→ DIRECTIONS
Revise all entries by changing every "marker" to "point" and leaving everything else unchanged. Leave the pictures out of the result.

┄┄┄┄┄┄

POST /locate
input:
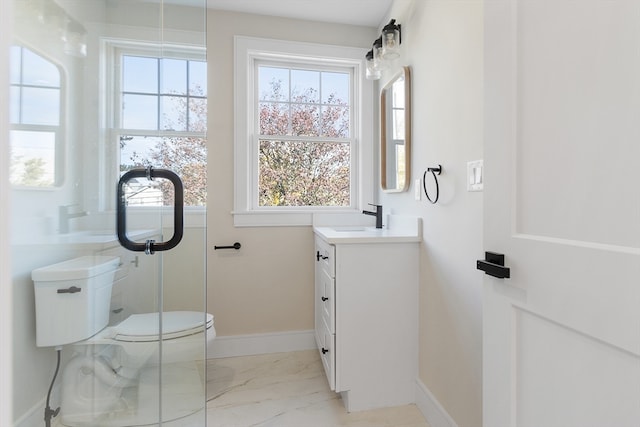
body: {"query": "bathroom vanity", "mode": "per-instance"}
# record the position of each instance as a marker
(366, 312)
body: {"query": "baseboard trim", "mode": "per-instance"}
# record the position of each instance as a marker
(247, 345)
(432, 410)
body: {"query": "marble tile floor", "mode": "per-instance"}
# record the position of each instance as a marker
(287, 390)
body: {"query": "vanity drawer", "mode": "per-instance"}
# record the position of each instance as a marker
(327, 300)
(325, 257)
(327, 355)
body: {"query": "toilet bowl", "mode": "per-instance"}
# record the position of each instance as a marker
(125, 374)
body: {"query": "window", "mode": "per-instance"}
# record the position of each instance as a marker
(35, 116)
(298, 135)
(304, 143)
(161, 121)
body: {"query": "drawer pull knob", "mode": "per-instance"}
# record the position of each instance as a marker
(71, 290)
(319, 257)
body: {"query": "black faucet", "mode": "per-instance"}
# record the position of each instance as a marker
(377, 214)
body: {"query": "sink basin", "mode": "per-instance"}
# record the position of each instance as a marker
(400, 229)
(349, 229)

┄┄┄┄┄┄

→ ANSWER
POST /locate
input:
body: {"query": "bathroom vanity", "mode": "per-instance"}
# record the position of each instance as a point
(366, 312)
body: {"query": "baseboard trim", "mode": "per-instance"}
# record the position of each instance as a point
(247, 345)
(432, 410)
body: {"query": "marble tile floor", "mode": "per-instance"}
# record the position of each instance as a point
(287, 390)
body: {"query": "vanity drawer", "mode": "per-instance"}
# record the position of each instance as a point
(327, 300)
(325, 257)
(327, 355)
body: {"query": "toilet bowl", "mode": "per-instance"}
# record the position of each instance as a point
(125, 374)
body: {"query": "window", "mode": "per-instance"}
# record the position of each instance as a point
(35, 116)
(298, 135)
(304, 143)
(161, 121)
body: {"query": "drawer pull knob", "mode": "per-instance"}
# record the position of each instance as a point
(71, 290)
(319, 257)
body: {"query": "black faucet", "mode": "per-instance"}
# record the position of each instance as a point
(377, 214)
body: {"query": "sink basin", "mode": "per-instance"}
# record the position of each instance as a point
(400, 229)
(349, 229)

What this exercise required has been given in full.